» **Exercise description**:
Output the records. Match them exactly.

━━━━━ Input data

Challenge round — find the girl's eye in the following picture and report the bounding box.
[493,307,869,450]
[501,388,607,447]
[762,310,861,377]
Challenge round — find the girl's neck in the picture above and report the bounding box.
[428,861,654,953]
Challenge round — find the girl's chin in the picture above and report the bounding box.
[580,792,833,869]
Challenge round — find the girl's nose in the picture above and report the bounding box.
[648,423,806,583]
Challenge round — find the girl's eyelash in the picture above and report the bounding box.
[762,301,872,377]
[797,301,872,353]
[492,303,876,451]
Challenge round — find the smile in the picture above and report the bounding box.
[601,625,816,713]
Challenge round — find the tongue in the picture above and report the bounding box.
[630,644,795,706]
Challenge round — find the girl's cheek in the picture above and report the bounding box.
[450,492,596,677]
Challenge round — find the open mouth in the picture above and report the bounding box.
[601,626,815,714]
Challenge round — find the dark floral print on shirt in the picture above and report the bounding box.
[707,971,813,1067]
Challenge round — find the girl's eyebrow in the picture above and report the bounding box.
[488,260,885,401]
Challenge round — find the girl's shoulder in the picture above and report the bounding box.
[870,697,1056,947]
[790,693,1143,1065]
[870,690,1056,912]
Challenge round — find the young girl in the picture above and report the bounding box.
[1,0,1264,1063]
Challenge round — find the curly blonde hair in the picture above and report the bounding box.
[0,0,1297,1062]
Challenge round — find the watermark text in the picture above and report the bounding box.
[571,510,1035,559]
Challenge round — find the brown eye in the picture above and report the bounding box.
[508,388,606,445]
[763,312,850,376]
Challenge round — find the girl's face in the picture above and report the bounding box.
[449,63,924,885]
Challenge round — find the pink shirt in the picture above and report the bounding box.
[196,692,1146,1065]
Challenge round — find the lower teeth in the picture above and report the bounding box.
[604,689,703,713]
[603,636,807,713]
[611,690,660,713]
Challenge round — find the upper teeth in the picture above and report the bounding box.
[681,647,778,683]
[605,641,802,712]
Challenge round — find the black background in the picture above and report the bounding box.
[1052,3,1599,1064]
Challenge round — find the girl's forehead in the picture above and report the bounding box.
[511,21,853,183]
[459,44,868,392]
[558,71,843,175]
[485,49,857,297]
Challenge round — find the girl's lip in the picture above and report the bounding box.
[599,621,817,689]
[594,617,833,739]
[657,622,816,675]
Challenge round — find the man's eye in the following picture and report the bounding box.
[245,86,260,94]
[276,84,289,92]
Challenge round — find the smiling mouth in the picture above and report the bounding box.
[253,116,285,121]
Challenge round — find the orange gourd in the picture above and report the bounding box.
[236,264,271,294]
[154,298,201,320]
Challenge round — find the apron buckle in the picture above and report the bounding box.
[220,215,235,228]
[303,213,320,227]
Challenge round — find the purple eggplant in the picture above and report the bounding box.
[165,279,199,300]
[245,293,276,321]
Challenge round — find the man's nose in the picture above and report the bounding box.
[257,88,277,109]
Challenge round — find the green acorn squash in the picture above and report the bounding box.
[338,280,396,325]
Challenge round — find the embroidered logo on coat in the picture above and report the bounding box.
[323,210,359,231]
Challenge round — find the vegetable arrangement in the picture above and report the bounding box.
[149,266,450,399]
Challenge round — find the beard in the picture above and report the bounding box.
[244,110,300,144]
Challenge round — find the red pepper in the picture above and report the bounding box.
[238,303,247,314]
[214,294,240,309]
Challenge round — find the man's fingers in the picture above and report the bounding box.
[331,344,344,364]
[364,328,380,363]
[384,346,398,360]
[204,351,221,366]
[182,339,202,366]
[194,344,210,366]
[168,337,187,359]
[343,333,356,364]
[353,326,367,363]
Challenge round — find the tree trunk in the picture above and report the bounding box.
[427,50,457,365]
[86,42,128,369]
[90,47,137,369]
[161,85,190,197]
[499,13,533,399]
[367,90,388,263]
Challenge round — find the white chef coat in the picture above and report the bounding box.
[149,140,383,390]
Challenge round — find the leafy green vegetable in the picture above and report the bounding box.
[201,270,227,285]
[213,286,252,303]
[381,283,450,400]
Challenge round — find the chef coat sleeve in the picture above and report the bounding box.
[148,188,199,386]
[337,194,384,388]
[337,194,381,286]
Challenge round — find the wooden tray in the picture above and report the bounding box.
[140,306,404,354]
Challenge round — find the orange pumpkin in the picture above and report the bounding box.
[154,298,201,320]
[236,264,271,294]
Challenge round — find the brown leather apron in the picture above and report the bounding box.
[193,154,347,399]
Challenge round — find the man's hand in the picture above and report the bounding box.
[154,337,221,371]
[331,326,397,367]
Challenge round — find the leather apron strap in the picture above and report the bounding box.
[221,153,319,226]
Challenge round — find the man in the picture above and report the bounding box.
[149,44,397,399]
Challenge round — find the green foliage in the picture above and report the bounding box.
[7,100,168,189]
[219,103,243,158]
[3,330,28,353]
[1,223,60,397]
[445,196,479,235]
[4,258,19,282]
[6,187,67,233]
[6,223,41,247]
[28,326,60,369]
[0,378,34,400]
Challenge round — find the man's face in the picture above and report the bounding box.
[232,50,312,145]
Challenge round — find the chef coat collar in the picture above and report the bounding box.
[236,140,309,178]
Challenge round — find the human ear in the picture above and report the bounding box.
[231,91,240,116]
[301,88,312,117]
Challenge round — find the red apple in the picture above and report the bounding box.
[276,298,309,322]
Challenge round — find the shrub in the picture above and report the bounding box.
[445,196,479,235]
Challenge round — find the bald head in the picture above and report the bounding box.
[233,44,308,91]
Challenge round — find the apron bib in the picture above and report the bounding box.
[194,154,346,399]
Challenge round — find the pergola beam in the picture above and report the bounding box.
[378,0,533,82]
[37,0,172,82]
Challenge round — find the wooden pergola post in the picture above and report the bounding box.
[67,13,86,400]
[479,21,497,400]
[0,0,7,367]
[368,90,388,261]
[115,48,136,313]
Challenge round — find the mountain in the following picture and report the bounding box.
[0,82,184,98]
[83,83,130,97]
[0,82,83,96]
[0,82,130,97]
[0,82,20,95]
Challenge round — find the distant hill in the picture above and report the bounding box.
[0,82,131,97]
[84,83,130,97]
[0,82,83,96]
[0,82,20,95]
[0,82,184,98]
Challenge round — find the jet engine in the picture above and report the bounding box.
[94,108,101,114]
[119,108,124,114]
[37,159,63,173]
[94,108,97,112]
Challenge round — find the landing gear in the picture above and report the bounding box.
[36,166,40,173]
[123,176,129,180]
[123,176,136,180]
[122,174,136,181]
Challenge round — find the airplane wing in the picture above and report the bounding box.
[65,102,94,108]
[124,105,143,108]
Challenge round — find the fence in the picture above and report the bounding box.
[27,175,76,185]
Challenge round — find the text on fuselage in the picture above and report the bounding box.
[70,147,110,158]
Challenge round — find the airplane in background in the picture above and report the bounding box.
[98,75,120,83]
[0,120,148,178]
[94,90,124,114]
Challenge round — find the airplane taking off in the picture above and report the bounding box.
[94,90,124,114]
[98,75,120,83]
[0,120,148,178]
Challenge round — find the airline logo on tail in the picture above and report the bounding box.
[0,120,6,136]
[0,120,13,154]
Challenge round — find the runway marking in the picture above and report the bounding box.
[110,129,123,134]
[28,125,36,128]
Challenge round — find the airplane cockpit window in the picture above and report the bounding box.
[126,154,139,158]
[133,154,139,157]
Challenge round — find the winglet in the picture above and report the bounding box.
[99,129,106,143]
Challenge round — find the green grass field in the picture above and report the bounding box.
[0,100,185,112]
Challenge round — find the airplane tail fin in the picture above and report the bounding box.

━━━━━━━━━━

» **Task result**:
Challenge round — find the girl's eye in the following picture and report the bounding box.
[493,307,869,450]
[501,388,607,447]
[762,310,861,377]
Challenge round — find the girl's neck in the picture above and report the bounding box.
[428,861,654,953]
Challenge round — find the girl's chin in the picture above and report the bounding box.
[580,792,833,869]
Challenge round — find the girl's nose in the picture above and report the bounding box.
[648,423,806,583]
Challenge round — find the girl's eyelash in the picture above and report the bounding box.
[762,301,872,377]
[797,301,872,353]
[492,303,876,451]
Challenge round — find the smile in the picture above and report the bounding box.
[601,625,816,713]
Challenge round — find the tongue in the picture above and report the bounding box.
[630,644,795,706]
Challenge round — find the girl's cheek in the picture above and report the bounding box.
[450,492,596,677]
Challenge round — find the open mouth in the picture above and report the bounding box.
[601,626,815,714]
Challenge round — find the dark floral print on shirt in the picture above and report the bounding box.
[707,971,813,1067]
Challenge round — find the girl's eyebrow in the picture above and report the bounding box.
[488,260,885,401]
Challenge round — find the girl's shoulder in the picture above and report the bounding box.
[870,697,1056,947]
[790,693,1143,1065]
[870,690,1056,912]
Challenge round — find the young girl in the picture above and report the bounding box.
[1,0,1264,1063]
Challenge round — find the curly blonde hair in the picture above and report the bounding box.
[0,0,1297,1062]
Challenge round — find the watermark text in the picture above and report the bounding box.
[571,510,1035,559]
Challenge round — find the brown eye in the picture above and report the bounding box.
[508,388,606,445]
[763,312,850,376]
Challenge round — find the girl's face in the picture above and report the bounding box.
[449,63,924,885]
Challenge round — find the pink shirt in the picture above and report the bounding box.
[196,692,1146,1065]
Challenge round — find the lower teeth in the picture above and report the bounding box.
[604,689,703,713]
[603,636,807,713]
[611,690,660,713]
Challenge round — find the upper teeth in the picture above and report the bounding box.
[681,647,778,683]
[605,641,802,712]
Challenge round — find the black background in the picture above and report the bounding box.
[1052,3,1599,1064]
Challenge round — find the girl's forehead in the picture above and report the bounding box.
[511,21,853,183]
[459,44,868,392]
[558,71,843,175]
[485,49,857,297]
Challenge round — find the girl's lip in the picture above and report the bounding box.
[599,621,817,689]
[594,617,833,739]
[657,622,816,675]
Challenge round — find the man's eye in the following picture and report the bounding box.
[245,86,260,94]
[276,84,289,92]
Challenge round — find the smiling mouth in the picture above and report the bounding box.
[253,116,285,121]
Challenge round — find the orange gourd in the picture above and report the bounding box.
[236,264,271,294]
[154,298,201,320]
Challenge round — find the apron buckle in the picture above and report the bounding box.
[220,215,235,228]
[303,213,320,227]
Challenge round — find the purple eggplant in the picture above and report the bounding box.
[165,279,199,300]
[245,293,276,321]
Challenge round — find the man's nose in the picture above and report the bounding box.
[257,88,277,109]
Challenge round — find the green acorn squash in the picture above and report the bounding box.
[338,280,396,325]
Challenge round — find the embroidered logo on coat in the picture above and report the bounding box.
[323,210,359,231]
Challenge round — find the vegetable arrangement in the picture above and report the bounding box.
[149,266,450,399]
Challenge round — find the beard in the picture above and report the bounding box.
[244,110,300,144]
Challenge round — find the red pepper in the picture above and report the bounding box.
[238,303,247,314]
[214,294,240,309]
Challenge round — find the man's fingers in the picture above and report the bounding box.
[331,344,344,364]
[364,328,380,363]
[384,346,398,360]
[204,351,221,366]
[182,339,202,366]
[194,344,210,366]
[168,337,187,359]
[343,333,356,364]
[353,326,367,363]
Challenge round — find the tree trunk in the picture above and report the bounding box.
[427,50,457,365]
[86,42,128,369]
[90,47,137,369]
[161,85,190,197]
[499,13,533,399]
[367,90,388,263]
Challenge round — find the white chef coat in the picture above and report the bounding box.
[149,140,383,390]
Challenge round — find the leafy green vegetable in the picture above and report the bounding box.
[201,270,227,285]
[213,286,252,303]
[381,283,450,400]
Challenge round — find the chef coat sleeve in the picture above and report the bounding box.
[148,188,199,386]
[337,194,384,388]
[337,194,381,286]
Challenge round — find the wooden tray in the picture above and report the bounding box.
[140,306,404,354]
Challenge round — find the orange pumpkin in the picture above and report the bounding box.
[154,298,201,320]
[236,264,271,294]
Challenge round — find the brown leather apron in the picture above and report the bounding box.
[193,154,347,399]
Challenge round — find the man's hand in the picture above and report the bounding box.
[154,337,221,371]
[331,326,397,367]
Challenge round — find the leather apron strap in the picture above and report the bounding box.
[221,153,319,226]
Challenge round — find the man in the picture above and report the bounding box.
[149,44,397,399]
Challenge round — find the green foliage in the picture above and report the bounding box.
[7,100,168,189]
[219,103,243,158]
[3,330,28,353]
[1,223,60,397]
[445,196,479,235]
[4,258,19,282]
[6,187,67,233]
[6,223,41,247]
[28,326,60,369]
[0,378,34,400]
Challenge round — find the man's face in the picture above and report the bounding box.
[232,50,312,145]
Challenge round — find the chef coat collar in the picture above and report the bounding box.
[236,140,309,178]
Challenge round — find the human ear in the picture above and report the bounding box.
[231,91,240,116]
[301,88,312,117]
Challenge round — find the red apple in the picture above and report the bounding box.
[276,298,309,322]
Challenge round — find the shrub in the picture above and report the bounding box.
[445,196,479,235]
Challenge round — find the bald head in the picture above and report the bounding box.
[233,44,308,91]
Challenge round — find the apron bib in the picture above and report the bounding box.
[194,154,346,399]
Challenge round — find the pergola beam in the picture above and report the bounding box.
[378,0,533,82]
[37,0,172,82]
Challenge round — find the wooden pergola post in the picture above and report the bounding box.
[67,13,86,400]
[479,21,497,400]
[0,0,7,367]
[368,90,388,261]
[115,48,136,313]
Challenge round — find the mountain in the following picture and report the bounding box.
[0,82,184,98]
[83,83,130,97]
[0,82,83,96]
[0,82,130,97]
[0,82,20,95]
Challenge round — find the distant hill in the picture above and report the bounding box.
[0,82,131,97]
[84,83,130,97]
[0,82,83,96]
[0,82,20,95]
[0,82,184,98]
Challenge round — find the jet engine in the picture above and report the bounding box.
[94,108,101,114]
[119,108,124,114]
[37,159,63,173]
[94,108,97,112]
Challenge round — find the landing gear in the picture above and report the bounding box.
[36,166,40,173]
[123,176,129,180]
[123,176,136,180]
[122,174,136,181]
Challenge round — find the airplane wing in the picture above and report the bounding box.
[65,102,94,108]
[124,105,143,108]
Challenge round — find the fence in the picture above and report the bounding box.
[27,175,76,185]
Challenge round — find the text on fuselage in the picture above and report the bounding box.
[70,147,110,158]
Challenge round — find the airplane in background in the picture above and report the bounding box.
[98,75,120,83]
[0,120,148,178]
[94,90,124,114]
Challenge round — find the airplane taking off in the picture above and report the bounding box.
[94,90,124,114]
[98,75,120,83]
[0,120,148,178]
Challenge round — find the airline logo on tail in the picture above and report the bounding box.
[0,120,6,136]
[0,120,13,154]
Challenge round — find the runway marking in the picture above and report the bounding box.
[110,129,123,134]
[28,125,36,128]
Challenge round — find the airplane cockpit window in the picture above and report the bounding box.
[126,154,139,158]
[133,154,139,157]
Challenge round — find the winglet in the picture above and report the bounding box.
[99,129,106,143]
Challenge round — find the green grass field in the picture above and report the bounding box.
[0,100,185,112]
Challenge round — find the airplane tail fin in the picture above and report the bounding box.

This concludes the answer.